Rewrite the rows starting at the line that has "What element corresponds to the sheer" and ending with the line that has "0;192;299;448", changing every "Expected output format" to "Required output format" and keeping everything else the same. Return only those rows.

# Material supplied
:::::
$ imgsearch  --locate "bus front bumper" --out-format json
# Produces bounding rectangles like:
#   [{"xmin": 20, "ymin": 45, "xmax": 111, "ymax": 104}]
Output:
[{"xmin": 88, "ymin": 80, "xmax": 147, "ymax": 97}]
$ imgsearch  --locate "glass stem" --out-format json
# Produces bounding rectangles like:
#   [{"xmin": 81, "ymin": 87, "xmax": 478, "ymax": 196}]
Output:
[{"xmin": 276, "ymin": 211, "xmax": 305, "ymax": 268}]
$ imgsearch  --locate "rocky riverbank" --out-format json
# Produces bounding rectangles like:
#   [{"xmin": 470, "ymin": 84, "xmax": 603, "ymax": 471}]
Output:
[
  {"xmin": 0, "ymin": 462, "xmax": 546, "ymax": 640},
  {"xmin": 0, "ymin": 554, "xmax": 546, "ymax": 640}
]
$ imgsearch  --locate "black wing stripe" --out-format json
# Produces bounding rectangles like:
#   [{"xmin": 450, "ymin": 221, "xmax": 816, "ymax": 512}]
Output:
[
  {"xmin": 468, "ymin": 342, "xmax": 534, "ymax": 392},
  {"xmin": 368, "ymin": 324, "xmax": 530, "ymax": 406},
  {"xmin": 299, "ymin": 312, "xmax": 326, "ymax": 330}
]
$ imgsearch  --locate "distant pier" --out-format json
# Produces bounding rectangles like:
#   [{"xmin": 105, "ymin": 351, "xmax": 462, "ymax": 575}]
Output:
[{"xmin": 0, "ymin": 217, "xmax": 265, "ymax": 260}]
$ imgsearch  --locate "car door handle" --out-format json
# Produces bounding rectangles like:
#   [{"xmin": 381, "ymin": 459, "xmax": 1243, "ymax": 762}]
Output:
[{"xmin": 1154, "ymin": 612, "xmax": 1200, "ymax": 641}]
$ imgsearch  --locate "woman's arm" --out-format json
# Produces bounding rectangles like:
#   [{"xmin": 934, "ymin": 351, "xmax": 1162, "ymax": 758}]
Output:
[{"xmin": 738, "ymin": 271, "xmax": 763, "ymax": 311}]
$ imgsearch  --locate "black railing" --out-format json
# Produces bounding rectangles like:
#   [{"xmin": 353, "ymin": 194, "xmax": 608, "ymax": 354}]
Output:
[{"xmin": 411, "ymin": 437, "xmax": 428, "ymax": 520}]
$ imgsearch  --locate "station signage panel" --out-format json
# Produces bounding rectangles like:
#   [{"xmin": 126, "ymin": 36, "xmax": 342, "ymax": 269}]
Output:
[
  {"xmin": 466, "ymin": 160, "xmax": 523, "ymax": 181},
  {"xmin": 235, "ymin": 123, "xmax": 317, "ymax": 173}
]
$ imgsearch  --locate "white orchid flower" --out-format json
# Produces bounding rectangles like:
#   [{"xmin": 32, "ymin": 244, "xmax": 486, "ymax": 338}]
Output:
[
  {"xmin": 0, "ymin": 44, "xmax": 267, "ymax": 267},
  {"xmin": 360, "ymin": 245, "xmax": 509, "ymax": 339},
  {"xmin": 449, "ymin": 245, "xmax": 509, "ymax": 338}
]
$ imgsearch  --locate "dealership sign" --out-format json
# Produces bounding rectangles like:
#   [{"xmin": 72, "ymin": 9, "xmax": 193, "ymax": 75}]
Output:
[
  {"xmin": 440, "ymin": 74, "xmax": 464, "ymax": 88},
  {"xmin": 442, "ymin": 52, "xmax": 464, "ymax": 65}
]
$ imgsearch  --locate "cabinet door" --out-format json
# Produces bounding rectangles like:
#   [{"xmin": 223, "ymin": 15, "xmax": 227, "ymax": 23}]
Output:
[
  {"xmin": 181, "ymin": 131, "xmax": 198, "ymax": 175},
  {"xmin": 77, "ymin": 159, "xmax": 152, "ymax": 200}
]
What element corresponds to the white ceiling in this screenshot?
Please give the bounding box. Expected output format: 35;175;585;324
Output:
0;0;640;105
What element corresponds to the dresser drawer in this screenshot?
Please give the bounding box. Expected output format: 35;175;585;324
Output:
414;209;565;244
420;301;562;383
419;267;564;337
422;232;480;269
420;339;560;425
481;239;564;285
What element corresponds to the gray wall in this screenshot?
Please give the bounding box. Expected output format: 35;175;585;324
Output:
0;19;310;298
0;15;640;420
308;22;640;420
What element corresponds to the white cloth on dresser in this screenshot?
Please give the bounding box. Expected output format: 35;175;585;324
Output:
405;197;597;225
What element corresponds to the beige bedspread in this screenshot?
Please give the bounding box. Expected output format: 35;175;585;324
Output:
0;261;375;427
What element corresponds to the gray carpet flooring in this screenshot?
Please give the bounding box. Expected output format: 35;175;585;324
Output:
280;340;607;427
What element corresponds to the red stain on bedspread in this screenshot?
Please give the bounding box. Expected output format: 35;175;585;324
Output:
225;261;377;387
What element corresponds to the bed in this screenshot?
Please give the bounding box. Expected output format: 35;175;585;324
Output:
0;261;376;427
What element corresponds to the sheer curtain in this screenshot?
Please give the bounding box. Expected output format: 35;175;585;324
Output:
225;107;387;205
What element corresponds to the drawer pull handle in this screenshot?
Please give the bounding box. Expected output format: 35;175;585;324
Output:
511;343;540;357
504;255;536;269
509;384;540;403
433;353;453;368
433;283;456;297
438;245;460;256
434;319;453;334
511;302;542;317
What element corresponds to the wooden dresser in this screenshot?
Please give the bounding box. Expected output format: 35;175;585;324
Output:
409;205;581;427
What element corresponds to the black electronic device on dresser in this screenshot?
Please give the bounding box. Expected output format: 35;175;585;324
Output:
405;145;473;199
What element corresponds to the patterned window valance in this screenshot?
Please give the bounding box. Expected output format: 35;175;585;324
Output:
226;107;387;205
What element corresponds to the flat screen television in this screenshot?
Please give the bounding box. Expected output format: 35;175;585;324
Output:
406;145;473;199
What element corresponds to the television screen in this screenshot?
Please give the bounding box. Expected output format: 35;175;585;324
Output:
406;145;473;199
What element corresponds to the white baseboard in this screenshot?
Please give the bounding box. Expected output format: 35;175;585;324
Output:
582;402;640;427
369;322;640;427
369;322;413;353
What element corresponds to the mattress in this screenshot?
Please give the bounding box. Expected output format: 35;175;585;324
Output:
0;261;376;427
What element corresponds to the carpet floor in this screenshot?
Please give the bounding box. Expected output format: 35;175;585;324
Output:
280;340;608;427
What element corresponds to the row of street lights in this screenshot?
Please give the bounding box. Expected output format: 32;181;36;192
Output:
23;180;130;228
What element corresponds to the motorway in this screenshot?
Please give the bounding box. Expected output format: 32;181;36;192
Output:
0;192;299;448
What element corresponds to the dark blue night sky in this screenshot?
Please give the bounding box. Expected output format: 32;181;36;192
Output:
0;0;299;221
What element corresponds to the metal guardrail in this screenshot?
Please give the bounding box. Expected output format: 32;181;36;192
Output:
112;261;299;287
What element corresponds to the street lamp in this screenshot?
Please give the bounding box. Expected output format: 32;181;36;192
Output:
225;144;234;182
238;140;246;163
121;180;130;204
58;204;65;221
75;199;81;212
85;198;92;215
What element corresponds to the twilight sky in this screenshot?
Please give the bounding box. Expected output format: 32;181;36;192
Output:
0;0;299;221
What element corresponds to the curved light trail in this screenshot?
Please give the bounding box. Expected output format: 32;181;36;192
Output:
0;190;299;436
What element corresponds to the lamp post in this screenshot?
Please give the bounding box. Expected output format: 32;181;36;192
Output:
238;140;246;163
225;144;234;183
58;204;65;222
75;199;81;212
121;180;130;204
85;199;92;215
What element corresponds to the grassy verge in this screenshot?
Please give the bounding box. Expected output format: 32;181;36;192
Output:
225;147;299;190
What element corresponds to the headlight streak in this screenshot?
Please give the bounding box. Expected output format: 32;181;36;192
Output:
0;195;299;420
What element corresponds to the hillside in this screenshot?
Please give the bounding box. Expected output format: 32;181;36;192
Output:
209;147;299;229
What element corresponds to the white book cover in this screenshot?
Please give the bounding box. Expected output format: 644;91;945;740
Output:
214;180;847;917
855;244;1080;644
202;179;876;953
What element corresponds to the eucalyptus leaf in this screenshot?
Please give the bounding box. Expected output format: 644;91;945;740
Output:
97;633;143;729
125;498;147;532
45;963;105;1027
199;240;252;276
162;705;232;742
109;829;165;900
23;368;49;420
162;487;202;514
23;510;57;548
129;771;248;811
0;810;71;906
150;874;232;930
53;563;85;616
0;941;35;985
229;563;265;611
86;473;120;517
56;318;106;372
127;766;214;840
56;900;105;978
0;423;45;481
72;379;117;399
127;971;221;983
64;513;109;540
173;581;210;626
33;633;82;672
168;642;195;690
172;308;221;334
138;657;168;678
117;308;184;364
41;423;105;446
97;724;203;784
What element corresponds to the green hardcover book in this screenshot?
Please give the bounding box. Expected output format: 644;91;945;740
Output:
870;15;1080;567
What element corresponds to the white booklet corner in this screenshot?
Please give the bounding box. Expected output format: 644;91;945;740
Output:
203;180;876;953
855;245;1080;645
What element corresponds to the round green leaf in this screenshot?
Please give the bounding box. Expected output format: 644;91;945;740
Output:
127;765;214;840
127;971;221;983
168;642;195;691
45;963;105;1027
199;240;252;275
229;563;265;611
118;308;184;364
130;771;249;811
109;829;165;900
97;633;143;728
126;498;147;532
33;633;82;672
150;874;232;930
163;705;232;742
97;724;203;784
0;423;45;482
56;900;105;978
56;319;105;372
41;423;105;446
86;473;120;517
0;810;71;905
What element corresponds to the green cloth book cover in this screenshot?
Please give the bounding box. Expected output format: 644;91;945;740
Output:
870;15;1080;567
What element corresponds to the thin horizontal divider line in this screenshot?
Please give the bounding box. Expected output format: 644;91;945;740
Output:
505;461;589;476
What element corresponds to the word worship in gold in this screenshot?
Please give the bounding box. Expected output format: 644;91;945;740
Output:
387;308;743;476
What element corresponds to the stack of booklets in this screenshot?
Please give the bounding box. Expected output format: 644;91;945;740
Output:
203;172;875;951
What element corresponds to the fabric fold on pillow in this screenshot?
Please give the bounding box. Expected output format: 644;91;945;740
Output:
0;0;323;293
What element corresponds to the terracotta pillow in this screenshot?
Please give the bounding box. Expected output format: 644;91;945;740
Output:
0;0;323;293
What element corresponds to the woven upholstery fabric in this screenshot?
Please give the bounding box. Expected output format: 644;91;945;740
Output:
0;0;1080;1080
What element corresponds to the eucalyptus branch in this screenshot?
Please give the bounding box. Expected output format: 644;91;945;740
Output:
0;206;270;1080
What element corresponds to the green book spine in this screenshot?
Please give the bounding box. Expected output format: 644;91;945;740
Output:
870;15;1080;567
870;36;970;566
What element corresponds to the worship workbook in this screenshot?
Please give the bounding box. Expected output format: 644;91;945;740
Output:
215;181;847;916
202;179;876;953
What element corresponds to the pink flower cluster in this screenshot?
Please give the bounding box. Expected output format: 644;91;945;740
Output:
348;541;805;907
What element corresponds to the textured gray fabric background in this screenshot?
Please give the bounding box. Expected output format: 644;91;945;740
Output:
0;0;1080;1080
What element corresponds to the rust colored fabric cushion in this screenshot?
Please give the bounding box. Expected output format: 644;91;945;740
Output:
:::::
# Answer for the task
What element corresponds to the sheer curtain in this screenshot?
Please give the bounding box. Required output format: 35;175;585;324
Output:
225;107;387;205
What element corresponds to the drawer pull handle in this screenshot?
Please give the bounding box. Required output format: 35;175;585;324
Output:
511;343;540;357
504;255;536;269
509;384;540;403
433;353;453;368
433;283;456;297
438;245;460;256
434;319;453;334
511;302;542;317
What element corresponds to the wooden dresser in this screenshot?
Please give the bounding box. Required output format: 35;175;585;324
Output:
409;205;581;427
What element corresponds to the black electronic device on dresser in this screenshot?
Please give the bounding box. Required output format: 35;175;585;324
Output:
405;145;473;199
What element corresponds to the patterned window valance in this screenshot?
Please give the bounding box. Required output format: 35;175;585;324
Output:
226;107;387;205
What element corresponds to the flat screen television in this screenshot?
Please give the bounding box. Required output format: 35;175;585;324
Output:
406;145;473;199
What element corresponds to the television screen in this screenshot?
Please give the bounding box. Required output format: 35;175;585;324
Output:
406;145;473;199
What element corresponds to the white baseboard in this screenshot?
Please give the bounding box. Required output format: 35;175;585;324
Output:
582;402;640;427
369;322;640;427
369;322;413;353
What element corresponds to the mattress in this screenshot?
Please give the bounding box. Required output format: 35;175;585;324
Output:
0;261;376;427
What element corresponds to the carpet floor in this screenshot?
Please give the bounding box. Required output format: 35;175;585;324
Output:
280;340;608;427
What element corresponds to the row of street lights in this screenshot?
Please give the bounding box. Required output format: 32;181;36;192
Output:
23;180;130;228
What element corresponds to the motorway in this screenshot?
Please give the bounding box. Required output format: 32;181;36;192
Output:
0;192;299;448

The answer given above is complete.